■ **Brief**
Give the number of lines in the entries below that contain "flag". Write nothing besides it.

■ **The input**

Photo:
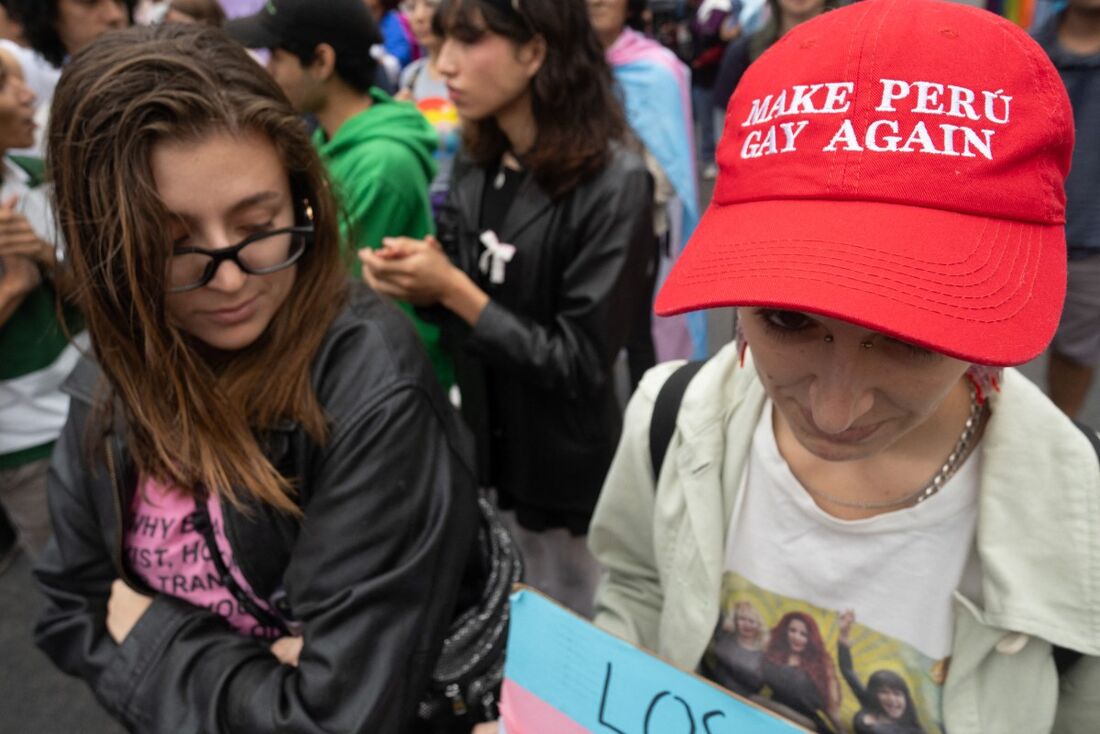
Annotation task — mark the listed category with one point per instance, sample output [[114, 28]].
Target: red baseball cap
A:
[[898, 164]]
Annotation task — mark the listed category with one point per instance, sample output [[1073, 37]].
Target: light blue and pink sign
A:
[[563, 676]]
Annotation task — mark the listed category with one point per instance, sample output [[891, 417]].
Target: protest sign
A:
[[563, 676]]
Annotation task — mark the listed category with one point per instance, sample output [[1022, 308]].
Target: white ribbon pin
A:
[[497, 254]]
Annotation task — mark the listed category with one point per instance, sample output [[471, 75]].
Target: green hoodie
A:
[[382, 162]]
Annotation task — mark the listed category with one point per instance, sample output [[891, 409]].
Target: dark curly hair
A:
[[39, 19], [575, 109]]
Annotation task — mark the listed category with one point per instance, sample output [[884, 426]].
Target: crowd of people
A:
[[317, 318]]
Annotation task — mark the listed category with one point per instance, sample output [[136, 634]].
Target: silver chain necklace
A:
[[955, 460]]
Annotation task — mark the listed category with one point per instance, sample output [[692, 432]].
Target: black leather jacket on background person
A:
[[371, 571], [536, 370]]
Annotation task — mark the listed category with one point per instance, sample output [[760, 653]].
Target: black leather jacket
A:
[[536, 370], [371, 571]]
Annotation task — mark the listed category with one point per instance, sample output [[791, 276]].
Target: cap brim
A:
[[980, 289], [253, 32]]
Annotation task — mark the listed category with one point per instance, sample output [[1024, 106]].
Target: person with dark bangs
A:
[[542, 251], [262, 502], [886, 705]]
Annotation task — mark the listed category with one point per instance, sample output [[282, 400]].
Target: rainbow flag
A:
[[563, 676], [1021, 12]]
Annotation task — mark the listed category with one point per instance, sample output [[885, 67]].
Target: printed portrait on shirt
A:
[[820, 667]]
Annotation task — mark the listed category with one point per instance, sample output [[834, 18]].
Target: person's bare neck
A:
[[341, 103], [893, 472], [1079, 31], [517, 123]]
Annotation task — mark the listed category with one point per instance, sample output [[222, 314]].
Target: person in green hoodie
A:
[[378, 151]]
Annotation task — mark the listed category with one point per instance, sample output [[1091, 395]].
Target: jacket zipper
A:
[[117, 491]]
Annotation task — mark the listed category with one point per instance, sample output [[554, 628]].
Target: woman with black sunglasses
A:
[[261, 502]]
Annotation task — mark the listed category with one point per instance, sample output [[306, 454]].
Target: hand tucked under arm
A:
[[124, 609]]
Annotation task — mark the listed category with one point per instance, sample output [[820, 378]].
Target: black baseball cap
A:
[[347, 25]]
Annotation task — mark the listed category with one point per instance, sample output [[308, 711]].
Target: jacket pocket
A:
[[999, 680]]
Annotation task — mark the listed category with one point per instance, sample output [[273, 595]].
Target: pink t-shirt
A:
[[168, 552]]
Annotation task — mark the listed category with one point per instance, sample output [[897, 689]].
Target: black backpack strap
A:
[[1064, 658], [666, 408]]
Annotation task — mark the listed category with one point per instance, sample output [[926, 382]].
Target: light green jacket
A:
[[1038, 541]]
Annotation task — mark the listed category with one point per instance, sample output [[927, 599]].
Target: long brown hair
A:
[[572, 98], [189, 417]]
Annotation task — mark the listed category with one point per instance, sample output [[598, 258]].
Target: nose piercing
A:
[[867, 343]]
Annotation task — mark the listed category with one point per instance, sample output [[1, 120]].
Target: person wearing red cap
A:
[[1071, 39], [889, 222], [540, 264]]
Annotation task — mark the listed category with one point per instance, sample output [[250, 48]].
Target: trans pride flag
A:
[[657, 98]]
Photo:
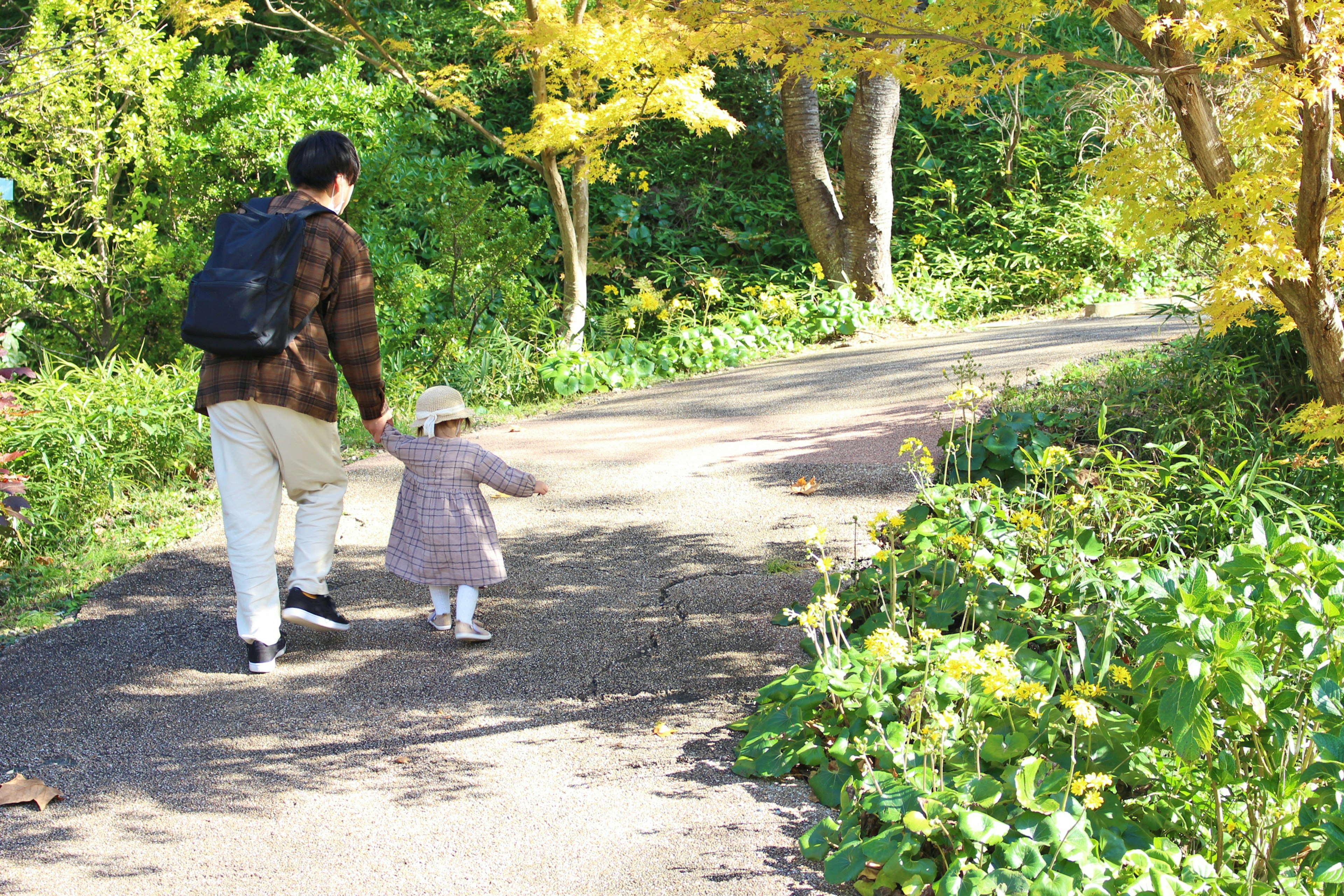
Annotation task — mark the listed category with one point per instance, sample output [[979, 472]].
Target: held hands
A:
[[376, 428]]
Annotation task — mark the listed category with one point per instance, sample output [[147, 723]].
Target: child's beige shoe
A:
[[471, 632]]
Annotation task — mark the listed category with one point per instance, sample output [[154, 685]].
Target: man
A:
[[273, 419]]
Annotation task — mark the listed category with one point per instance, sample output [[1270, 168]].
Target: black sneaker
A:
[[314, 612], [261, 657]]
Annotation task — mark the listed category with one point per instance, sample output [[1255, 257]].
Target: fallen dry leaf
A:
[[804, 486], [25, 790]]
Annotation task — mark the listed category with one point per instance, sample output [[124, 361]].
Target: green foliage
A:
[[999, 696], [88, 123], [116, 465], [686, 347], [1117, 675]]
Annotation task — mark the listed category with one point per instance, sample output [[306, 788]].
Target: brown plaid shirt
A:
[[335, 277]]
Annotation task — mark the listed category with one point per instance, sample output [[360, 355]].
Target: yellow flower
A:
[[998, 652], [1027, 520], [1031, 692], [961, 542], [963, 665], [888, 645], [812, 617], [1085, 714], [1056, 457], [1002, 680]]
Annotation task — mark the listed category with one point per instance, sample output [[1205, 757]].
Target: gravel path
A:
[[392, 761]]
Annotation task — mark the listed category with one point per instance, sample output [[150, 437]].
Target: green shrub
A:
[[1003, 700], [116, 465]]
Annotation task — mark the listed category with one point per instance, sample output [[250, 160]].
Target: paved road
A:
[[392, 761]]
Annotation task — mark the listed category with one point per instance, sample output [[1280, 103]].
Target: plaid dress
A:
[[444, 532]]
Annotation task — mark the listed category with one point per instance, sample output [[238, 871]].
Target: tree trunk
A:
[[1318, 318], [573, 244], [812, 190], [851, 241], [570, 218], [1312, 304], [866, 147]]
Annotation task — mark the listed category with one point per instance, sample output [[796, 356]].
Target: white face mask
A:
[[427, 421]]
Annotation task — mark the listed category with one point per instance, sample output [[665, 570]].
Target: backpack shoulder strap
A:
[[262, 207], [308, 211]]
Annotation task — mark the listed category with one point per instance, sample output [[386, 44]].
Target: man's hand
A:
[[376, 428]]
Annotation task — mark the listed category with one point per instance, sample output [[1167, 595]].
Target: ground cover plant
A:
[[1084, 661], [112, 463]]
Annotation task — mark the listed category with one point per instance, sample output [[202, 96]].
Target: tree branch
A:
[[390, 66], [1033, 57]]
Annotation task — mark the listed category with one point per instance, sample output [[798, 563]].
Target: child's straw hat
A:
[[440, 403]]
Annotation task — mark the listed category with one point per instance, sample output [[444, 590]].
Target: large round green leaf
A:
[[1002, 441], [982, 828]]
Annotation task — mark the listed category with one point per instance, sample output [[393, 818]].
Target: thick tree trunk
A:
[[866, 148], [573, 245], [812, 190], [851, 238], [1312, 304]]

■ **Finished exercise**
2